→ **Your goal**
In the lines below, rename every "report the position of each" to "give the coordinates of each" and reproduce the lines with no other change. Leave the pictures out of the result.

──────────

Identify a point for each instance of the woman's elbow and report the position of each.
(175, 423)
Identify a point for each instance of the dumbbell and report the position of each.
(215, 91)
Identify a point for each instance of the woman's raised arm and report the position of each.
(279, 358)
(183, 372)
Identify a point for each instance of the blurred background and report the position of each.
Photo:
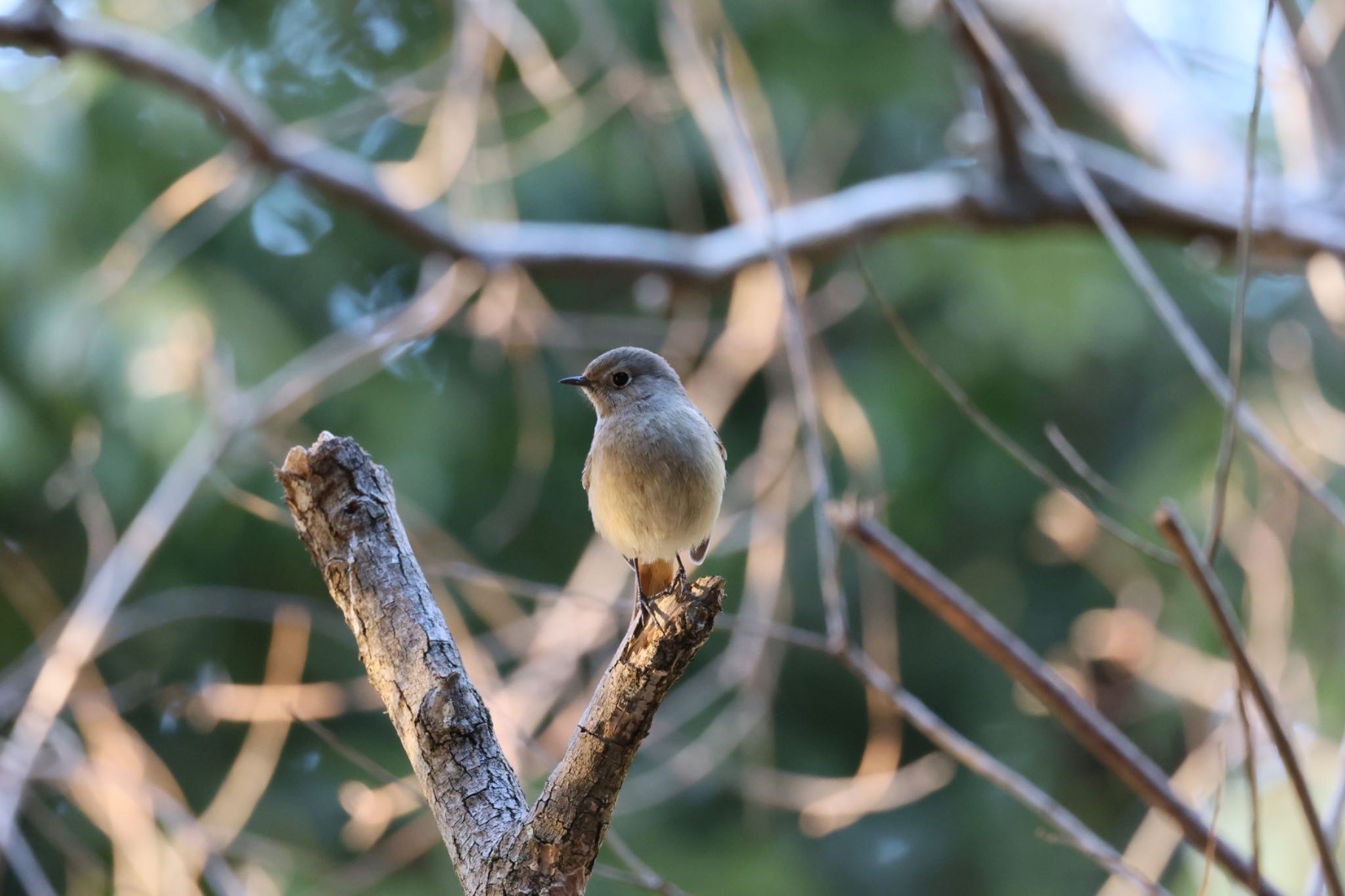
(174, 317)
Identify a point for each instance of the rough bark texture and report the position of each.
(343, 505)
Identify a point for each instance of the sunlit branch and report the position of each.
(1080, 717)
(1141, 195)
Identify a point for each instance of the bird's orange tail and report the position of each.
(655, 576)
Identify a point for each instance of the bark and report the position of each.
(343, 505)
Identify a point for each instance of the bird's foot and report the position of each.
(680, 580)
(648, 609)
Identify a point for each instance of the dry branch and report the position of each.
(1196, 566)
(1142, 196)
(1090, 727)
(343, 505)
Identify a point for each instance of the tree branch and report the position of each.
(1196, 565)
(1090, 727)
(346, 513)
(1142, 196)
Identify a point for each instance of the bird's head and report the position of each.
(626, 378)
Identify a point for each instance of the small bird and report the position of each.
(655, 472)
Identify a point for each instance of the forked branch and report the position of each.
(343, 505)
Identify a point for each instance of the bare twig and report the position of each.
(288, 389)
(1083, 720)
(1084, 186)
(1080, 467)
(1245, 723)
(1228, 440)
(1147, 198)
(346, 513)
(1002, 440)
(982, 763)
(1197, 567)
(26, 867)
(84, 629)
(1214, 825)
(801, 370)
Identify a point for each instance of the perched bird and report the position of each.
(655, 472)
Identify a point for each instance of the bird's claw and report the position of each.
(648, 609)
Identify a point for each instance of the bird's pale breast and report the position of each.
(655, 481)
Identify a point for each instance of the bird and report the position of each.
(655, 471)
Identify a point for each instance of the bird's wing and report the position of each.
(718, 442)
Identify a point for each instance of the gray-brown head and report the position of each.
(625, 378)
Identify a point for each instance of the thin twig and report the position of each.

──────────

→ **Reply**
Identify a point for each instance of the woman's elbow and give the coordinates of each.
(175, 423)
Identify a point for each instance of the dumbbell and give the coordinates of each.
(215, 91)
Identify a point for each instance of the woman's raised arm and give the coordinates of each.
(279, 358)
(183, 372)
Identify a point for each instance of the blurred background and give the coordinates of each.
Photo:
(174, 317)
Identify a point for each instance of the rough bark texture and give the coordinates of each.
(343, 505)
Identify a point for each instance of the sunlit branch and give the coordinates of each.
(1080, 717)
(1141, 195)
Identify a point for each instance of the bird's orange tail and give the coordinates of each.
(655, 576)
Identify a point for each instance of the bark and give the coordinates of each.
(343, 505)
Identify a point for each instance of the bird's foot and give the coordinates of each.
(680, 580)
(648, 609)
Identify a point for each instance of the dry branch and give the coordinates of each.
(1196, 566)
(1142, 196)
(1090, 727)
(343, 505)
Identify a point for each instance of the tree branch and give the coordinates of each.
(1196, 565)
(1090, 727)
(346, 513)
(1142, 196)
Identify a point for each instance of the bird's head and give the coordinates of each.
(626, 378)
Identify a point for each instance of the small bird and give the coordinates of each.
(655, 472)
Identify a point for each instance of the forked branch and give the coordinates of each.
(343, 505)
Identify a point for each instance of the bare twig and give the coordinates of each.
(288, 389)
(1083, 720)
(1084, 186)
(1080, 467)
(1245, 723)
(1228, 440)
(1147, 198)
(346, 513)
(1002, 440)
(982, 763)
(1197, 567)
(26, 867)
(84, 629)
(1214, 825)
(801, 370)
Identify a point for each instance of the perched bird and give the coordinates of each.
(655, 472)
Identify a point for each instance of the bird's claw and give the coordinates of each.
(648, 609)
Identify a point for each instance of the bird's pale breast and give the coordinates of each.
(655, 481)
Identify a point for each instance of the bird and give the coordinates of each.
(655, 471)
Identify a point for each instance of the bird's wing and give the coordinates of each.
(718, 442)
Identify a point for each instance of the gray-brown head and give the coordinates of each.
(625, 378)
Identify a point for each instance of the thin twig and give the coordinates of each.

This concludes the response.